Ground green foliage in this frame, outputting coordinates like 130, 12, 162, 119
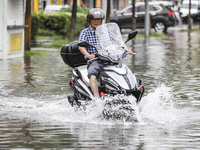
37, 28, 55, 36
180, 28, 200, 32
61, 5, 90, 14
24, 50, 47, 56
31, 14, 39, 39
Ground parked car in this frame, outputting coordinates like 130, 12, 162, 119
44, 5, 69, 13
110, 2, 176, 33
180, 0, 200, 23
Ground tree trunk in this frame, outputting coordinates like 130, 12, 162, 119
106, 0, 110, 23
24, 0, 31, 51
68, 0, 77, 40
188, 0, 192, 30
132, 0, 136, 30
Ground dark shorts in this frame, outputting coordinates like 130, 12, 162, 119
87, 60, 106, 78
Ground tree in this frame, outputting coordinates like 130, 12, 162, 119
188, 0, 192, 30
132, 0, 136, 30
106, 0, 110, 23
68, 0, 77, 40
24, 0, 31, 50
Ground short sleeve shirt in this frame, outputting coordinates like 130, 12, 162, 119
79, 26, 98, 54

━━━━━━━━

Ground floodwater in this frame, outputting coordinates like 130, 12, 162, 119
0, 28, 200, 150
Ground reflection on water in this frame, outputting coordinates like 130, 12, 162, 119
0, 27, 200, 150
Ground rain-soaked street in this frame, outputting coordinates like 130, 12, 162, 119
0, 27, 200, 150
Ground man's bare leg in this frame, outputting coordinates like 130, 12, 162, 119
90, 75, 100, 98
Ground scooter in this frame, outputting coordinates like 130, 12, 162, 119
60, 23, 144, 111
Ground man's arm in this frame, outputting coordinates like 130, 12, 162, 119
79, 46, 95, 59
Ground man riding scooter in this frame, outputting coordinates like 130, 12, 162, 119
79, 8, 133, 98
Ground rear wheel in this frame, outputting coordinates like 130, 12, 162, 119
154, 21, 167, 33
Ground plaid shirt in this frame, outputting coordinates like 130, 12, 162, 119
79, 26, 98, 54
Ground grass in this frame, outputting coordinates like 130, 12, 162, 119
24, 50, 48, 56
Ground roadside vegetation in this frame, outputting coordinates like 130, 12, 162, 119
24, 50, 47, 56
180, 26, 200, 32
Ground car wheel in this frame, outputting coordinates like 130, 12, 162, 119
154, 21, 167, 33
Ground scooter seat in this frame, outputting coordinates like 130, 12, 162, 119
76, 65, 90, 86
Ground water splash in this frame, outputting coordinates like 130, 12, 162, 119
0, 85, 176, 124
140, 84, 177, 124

━━━━━━━━

> [PROBLEM DETAILS]:
Rewrite the data from the line holding "Ground parked car" through the line holding "87, 60, 106, 78", inclusive, with "frame" changed to "image" and nothing else altered.

> [COMPLETE OUTPUT]:
Ground parked car in this image, outputting coordinates like 130, 12, 162, 119
44, 5, 69, 13
110, 2, 176, 33
180, 0, 200, 23
Ground tree trunk in this image, outputting coordinates like 130, 12, 162, 119
106, 0, 110, 23
24, 0, 31, 51
68, 0, 77, 40
188, 0, 192, 30
132, 0, 136, 30
Ground dark shorts in this image, outputting coordinates like 130, 12, 162, 119
87, 60, 106, 78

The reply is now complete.